Records from a data source
■ ■ ■

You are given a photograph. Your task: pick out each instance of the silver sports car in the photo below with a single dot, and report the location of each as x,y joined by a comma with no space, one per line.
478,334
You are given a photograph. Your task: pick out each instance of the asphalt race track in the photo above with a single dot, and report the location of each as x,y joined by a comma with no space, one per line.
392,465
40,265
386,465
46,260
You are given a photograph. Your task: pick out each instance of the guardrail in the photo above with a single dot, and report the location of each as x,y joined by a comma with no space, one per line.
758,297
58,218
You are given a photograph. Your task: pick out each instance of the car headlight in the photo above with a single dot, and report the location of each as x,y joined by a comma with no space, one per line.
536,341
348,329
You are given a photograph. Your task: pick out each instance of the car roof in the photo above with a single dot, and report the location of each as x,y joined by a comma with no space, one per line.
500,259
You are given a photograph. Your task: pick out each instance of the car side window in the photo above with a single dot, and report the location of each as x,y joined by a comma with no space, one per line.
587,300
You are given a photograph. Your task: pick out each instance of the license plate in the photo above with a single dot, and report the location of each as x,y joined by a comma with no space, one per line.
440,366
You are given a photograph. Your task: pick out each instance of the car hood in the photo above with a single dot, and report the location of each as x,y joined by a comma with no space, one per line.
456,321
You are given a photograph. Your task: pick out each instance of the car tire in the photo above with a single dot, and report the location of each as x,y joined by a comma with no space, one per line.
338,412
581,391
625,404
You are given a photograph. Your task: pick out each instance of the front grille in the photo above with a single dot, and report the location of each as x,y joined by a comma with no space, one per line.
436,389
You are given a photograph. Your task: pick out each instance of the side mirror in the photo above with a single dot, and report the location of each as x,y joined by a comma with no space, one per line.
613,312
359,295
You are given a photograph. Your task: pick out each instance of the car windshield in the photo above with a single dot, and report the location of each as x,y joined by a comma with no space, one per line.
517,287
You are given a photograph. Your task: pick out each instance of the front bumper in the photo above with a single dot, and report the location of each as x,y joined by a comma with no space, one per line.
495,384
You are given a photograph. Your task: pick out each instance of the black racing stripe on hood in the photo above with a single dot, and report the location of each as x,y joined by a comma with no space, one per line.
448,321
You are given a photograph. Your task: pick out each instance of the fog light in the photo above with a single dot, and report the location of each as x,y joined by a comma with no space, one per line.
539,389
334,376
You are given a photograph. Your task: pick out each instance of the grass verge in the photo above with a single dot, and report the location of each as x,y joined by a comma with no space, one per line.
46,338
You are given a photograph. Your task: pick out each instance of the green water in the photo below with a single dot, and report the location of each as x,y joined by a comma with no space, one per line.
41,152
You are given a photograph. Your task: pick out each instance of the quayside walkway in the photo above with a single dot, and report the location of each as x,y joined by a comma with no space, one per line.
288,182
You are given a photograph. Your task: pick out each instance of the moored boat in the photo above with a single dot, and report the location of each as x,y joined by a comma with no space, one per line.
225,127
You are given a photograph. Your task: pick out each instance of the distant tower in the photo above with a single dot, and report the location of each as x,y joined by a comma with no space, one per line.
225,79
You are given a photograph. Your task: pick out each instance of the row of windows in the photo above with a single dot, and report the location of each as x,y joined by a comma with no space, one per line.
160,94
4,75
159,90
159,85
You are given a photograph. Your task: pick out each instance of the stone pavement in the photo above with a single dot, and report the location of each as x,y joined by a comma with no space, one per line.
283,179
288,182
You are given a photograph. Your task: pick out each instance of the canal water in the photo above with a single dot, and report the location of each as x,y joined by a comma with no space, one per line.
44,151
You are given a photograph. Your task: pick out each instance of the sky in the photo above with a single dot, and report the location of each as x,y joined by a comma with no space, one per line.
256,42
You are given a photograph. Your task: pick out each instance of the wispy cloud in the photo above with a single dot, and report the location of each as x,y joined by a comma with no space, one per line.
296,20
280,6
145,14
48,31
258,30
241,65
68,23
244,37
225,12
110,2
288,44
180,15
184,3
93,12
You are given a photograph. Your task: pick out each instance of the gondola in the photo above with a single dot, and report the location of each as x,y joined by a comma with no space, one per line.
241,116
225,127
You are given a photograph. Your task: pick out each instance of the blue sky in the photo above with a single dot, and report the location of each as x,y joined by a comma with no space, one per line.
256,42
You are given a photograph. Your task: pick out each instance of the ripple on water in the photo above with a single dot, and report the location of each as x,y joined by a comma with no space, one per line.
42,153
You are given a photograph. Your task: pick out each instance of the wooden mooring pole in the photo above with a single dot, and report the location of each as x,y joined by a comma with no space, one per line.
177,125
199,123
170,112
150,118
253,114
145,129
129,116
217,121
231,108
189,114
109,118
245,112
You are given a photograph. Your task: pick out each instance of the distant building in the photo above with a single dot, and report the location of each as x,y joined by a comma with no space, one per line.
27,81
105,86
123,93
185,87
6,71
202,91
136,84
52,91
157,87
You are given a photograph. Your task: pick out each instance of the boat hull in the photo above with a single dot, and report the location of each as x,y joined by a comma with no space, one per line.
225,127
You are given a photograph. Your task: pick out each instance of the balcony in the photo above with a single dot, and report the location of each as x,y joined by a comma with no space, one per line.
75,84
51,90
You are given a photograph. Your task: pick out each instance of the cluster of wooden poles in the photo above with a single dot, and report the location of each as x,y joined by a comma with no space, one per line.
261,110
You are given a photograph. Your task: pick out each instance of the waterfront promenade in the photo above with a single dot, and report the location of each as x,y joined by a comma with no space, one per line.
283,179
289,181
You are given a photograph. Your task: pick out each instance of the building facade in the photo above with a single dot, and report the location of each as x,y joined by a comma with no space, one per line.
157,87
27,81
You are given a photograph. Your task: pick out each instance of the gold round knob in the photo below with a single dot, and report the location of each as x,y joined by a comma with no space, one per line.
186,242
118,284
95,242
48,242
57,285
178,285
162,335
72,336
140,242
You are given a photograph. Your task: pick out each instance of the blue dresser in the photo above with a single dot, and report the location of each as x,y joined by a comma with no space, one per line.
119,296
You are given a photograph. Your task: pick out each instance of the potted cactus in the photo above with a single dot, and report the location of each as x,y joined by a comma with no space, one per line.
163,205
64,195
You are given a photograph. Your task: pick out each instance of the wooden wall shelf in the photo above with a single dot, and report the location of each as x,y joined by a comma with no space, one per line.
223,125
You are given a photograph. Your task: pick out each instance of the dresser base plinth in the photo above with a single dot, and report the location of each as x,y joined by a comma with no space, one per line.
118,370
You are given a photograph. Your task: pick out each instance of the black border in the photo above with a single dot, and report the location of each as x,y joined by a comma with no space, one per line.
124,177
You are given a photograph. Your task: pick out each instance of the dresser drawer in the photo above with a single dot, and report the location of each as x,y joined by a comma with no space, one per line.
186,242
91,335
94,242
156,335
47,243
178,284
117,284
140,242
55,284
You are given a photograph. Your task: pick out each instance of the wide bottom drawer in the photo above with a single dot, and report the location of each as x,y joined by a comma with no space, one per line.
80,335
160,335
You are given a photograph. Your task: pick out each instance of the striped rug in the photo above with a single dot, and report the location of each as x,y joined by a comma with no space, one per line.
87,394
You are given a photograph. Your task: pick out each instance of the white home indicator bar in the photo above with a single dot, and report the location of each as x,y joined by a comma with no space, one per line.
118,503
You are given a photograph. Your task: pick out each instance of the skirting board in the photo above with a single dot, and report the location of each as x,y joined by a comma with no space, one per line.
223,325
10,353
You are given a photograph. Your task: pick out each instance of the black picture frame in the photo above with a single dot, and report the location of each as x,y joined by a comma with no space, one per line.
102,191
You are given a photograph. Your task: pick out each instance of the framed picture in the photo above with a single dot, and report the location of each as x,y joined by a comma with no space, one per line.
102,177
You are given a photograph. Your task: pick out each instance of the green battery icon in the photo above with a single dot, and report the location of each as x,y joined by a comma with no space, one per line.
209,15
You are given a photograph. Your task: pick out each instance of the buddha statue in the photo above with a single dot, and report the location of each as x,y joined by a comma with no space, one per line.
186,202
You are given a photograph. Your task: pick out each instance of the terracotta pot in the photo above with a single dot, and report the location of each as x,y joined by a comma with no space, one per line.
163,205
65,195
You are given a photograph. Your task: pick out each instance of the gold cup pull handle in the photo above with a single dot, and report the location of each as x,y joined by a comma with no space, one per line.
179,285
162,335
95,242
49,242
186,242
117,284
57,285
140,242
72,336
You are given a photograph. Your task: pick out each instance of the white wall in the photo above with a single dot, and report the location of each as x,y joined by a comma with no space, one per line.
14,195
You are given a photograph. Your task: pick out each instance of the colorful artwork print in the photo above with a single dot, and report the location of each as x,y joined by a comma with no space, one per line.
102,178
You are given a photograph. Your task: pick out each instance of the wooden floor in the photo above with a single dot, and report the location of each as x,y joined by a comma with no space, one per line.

■ ■ ■

> _GOAL OF THE EXERCISE_
Would you restate word for word every line from the one holding "of the framed" to the end of the entries, both ends included?

> _SOLVED EXERCISE_
You are given a photograph. Your task: pick out each instance of the framed picture in the photo above with a single dot, and report the location of each as x,y joined by a comma with no space, one per line.
102,177
You are given a photograph. Your task: pick out each instance of the green battery icon in the photo above with a single dot, and report the location of each as x,y joined by a comma with no space, one per line.
209,15
You are given a photograph. Your task: pick out each instance of the buddha statue in the photo above with a single dot, and report the location of each as x,y joined by a comma with no space, one per line.
186,202
You are given a photograph. Your task: pick out each instance of the terracotta pot in the photo above with a single dot, and report the location of each as x,y joined by a comma with no space, one per line.
163,205
65,195
You are given a photograph. Your task: pick out each instance of the gold cup pull handle in the photo above with a single dot, and report the location of each as x,y joined by a comma with no space, one per line.
179,285
162,335
95,242
49,242
186,242
117,284
57,285
140,242
72,336
You are given a photograph. Your task: pick out each instance of the white wall in the photo above with a single dot, and report the location of each as x,y joined by a comma with no space, one per line.
14,195
You are given a photograph. Your task: pick out each instance of the colorful artwork print in the photo above with a single dot, and report the location of each as x,y joined by a comma with no space, one per line.
102,178
You are given a photograph. Your task: pick out each instance of the wooden floor in the photo above with a single dot, and report the location of each as x,y joined by a comma with no space, one per line.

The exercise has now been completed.